> **Written task 1**:
In the records below, copy out without any changes the part that opens with the line containing "Where can the paved" and closes with the line containing "x=250, y=92", including both of those lines.

> **Source document**:

>>

Please note: The transcript is produced by a third-party company from an audio recording and may include transcription errors.

Scott MacMillan:

You're listening to the Entrepreneur to Author podcast.


Welcome to the Entrepreneur to Author podcast, the podcast that brings you practical strategies for building authority and growing your business. And now, here's your host, Scott MacMillan.


My guest today is Dr. Monica McGrath. Dr. McGrath is a former vice dean and adjunct professor, consultant, and executive coach with over 30 years experience working with senior executives, educational leaders, and nonprofit leaders. And she's the author of Learning from Business Leaders, a coaching memoir.

Her approach is informed by both her education and a trust in both the individual's ability to learn from their experience through the client's personal reflection and evidence-based management theory. Dr. McGrath, it's so great to have you on the show.

Dr Monica McGrath:

It's great to be here. Thank you for asking, Scott.


Wonderful. Well, look, I shared a little bit about you in the intro, but it would be really helpful, I think, for our listeners if you could provide a little bit more detailed overview of your expertise and the work that you do.


Well, you know, the expertise, a lot of it came from my experience as a leadership development consultant and executive coach. I mean, I had the opportunity, a really wonderful opportunity after I finished my education, which I began in my mid-30s, frankly, because I had a family, we had a family business. I worked in that for a number of years, and then I went back to college and got my PhD within 10 years in my mid-30s to mid-40s.

So I had the opportunity to begin my career path in midlife with some maturity. And as I finished my PhD, I had the opportunity to work inside organizations as an organizational psychologist and a really wonderful 20 years almost at the Wharton School at the University of Pennsylvania. So my experience, my expertise comes from being in relationship as a coach, advisor, course designer, educator with hundreds and hundreds of executives.

And I'm also a parent of two professional people and the wife of my husband, Jim, who's an entrepreneur, and we've been married for 20, I made it opposite, 52 years, not 25 years. So I have a lot of life experience and professional experience, and it all matters in coaching and developing leaders.


Wonderful. And you've recently published your book, Learning from Leaders. Could you share a little bit more about it?

Who is it written for and what's your goal for your reader?


You know, initially I wrote this book for myself as a sort of a legacy project. Certainly my nieces and nephews and children and colleagues who are in the early stages of their career would often come to me with issues, problems, challenges, excitement sometime, but they wanted advice, thoughts, and perspective on the things they were going through as they took on leadership roles in their career. And I had a lifetime of experience and very interesting, I thought, some stories about leaders who had taken on those challenges and some who did really well with them, but wanted additional support and insight from someone like myself, an outsider, somebody who's not enmeshed in the organization.

So I took on writing these stories probably four years before I really even thought about publishing a book. And what I think is unique about the way that I have thought of the book, at least initially and still do, was that it's not just telling those stories. They're very interesting and these were really, I think, for the most part, wonderful people who really wanted to do well and to continue to learn.

<<

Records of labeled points
>>

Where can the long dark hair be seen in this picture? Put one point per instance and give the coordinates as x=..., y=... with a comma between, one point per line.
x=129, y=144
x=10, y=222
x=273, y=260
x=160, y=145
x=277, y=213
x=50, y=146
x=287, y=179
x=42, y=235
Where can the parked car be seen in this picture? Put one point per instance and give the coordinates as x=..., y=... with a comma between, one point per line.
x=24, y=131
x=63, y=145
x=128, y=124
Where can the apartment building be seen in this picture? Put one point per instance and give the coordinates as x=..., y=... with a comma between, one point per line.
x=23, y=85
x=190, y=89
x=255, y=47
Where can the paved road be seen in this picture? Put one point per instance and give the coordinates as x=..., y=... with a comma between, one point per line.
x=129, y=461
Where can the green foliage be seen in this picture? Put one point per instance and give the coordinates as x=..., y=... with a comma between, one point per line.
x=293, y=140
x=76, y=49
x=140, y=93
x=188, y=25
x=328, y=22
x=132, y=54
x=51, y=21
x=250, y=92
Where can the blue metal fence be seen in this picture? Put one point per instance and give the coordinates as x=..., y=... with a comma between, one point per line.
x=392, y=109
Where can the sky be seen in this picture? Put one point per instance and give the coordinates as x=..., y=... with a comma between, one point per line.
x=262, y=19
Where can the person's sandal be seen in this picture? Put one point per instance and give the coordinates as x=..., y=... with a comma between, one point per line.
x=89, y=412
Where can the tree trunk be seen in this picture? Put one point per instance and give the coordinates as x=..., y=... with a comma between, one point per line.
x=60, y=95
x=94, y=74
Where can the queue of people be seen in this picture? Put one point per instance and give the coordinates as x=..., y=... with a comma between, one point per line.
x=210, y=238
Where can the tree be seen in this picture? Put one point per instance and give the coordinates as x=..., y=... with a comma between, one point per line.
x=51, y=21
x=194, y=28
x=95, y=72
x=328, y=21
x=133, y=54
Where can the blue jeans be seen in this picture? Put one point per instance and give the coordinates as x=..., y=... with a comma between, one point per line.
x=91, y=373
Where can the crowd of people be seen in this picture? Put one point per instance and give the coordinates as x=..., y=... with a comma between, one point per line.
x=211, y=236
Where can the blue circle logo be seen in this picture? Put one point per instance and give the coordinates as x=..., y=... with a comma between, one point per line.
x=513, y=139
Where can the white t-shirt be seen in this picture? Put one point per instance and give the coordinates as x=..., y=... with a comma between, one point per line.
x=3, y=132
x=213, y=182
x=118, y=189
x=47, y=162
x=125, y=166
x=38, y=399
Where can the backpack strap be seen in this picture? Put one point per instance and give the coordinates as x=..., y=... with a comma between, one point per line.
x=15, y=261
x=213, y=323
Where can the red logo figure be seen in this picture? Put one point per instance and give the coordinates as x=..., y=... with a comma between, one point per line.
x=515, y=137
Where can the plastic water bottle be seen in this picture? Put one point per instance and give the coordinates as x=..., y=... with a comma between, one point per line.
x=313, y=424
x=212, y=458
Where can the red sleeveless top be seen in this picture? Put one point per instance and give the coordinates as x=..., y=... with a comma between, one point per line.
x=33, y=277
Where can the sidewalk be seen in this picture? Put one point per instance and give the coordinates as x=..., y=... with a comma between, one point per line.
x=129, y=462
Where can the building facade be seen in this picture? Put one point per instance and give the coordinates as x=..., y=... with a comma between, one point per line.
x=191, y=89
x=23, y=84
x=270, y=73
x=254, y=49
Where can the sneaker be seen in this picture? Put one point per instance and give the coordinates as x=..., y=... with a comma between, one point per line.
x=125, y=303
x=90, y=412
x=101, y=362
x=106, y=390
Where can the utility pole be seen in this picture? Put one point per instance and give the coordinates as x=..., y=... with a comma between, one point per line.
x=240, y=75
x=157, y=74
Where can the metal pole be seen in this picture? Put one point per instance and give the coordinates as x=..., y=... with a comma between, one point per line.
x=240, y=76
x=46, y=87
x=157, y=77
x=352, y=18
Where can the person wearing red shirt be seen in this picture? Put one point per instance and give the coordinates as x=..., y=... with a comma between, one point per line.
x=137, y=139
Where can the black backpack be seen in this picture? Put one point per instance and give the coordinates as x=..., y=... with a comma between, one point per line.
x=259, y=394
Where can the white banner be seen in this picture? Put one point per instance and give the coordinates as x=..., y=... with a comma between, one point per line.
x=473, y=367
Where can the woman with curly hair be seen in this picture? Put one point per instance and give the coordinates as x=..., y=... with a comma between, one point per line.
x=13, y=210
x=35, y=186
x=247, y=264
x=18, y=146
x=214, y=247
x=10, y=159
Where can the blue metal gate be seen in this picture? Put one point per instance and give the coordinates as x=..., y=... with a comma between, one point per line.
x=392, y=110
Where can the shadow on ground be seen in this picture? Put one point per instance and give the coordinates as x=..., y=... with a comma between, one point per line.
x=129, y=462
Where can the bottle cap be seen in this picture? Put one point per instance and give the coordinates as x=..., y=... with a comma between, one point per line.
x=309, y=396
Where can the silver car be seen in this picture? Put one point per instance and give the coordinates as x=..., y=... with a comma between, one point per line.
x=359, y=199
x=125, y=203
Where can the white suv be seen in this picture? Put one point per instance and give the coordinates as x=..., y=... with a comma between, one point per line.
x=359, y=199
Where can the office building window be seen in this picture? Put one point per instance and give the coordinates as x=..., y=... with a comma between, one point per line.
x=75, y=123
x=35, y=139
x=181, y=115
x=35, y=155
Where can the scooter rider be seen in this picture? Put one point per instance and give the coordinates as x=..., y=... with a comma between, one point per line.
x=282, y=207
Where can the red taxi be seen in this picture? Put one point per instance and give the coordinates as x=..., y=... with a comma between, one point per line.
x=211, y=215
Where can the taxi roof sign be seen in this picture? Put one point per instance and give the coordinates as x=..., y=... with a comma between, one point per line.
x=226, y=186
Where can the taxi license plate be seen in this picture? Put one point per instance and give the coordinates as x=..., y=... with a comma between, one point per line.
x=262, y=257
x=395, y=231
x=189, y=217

<<

> **Written task 2**:
Using the podcast transcript above, answer the following:
(a) How many years of experience does the introduction credit Dr. McGrath with?
(b) At which school did she spend almost 20 years?
(c) About how long did she write the stories before she seriously thought about publishing a book?

> **Final answer 1**:
Where can the paved road be seen in this picture? Put one point per instance and give the coordinates as x=..., y=... with a comma between, one point per line.
x=129, y=461
Where can the green foliage be seen in this picture? Put one point per instance and give the coordinates as x=..., y=... with a comma between, one point per line.
x=293, y=140
x=76, y=49
x=140, y=93
x=188, y=25
x=328, y=22
x=132, y=54
x=51, y=21
x=250, y=92

> **Final answer 2**:
(a) Over 30 years
(b) The Wharton School at the University of Pennsylvania
(c) Probably four years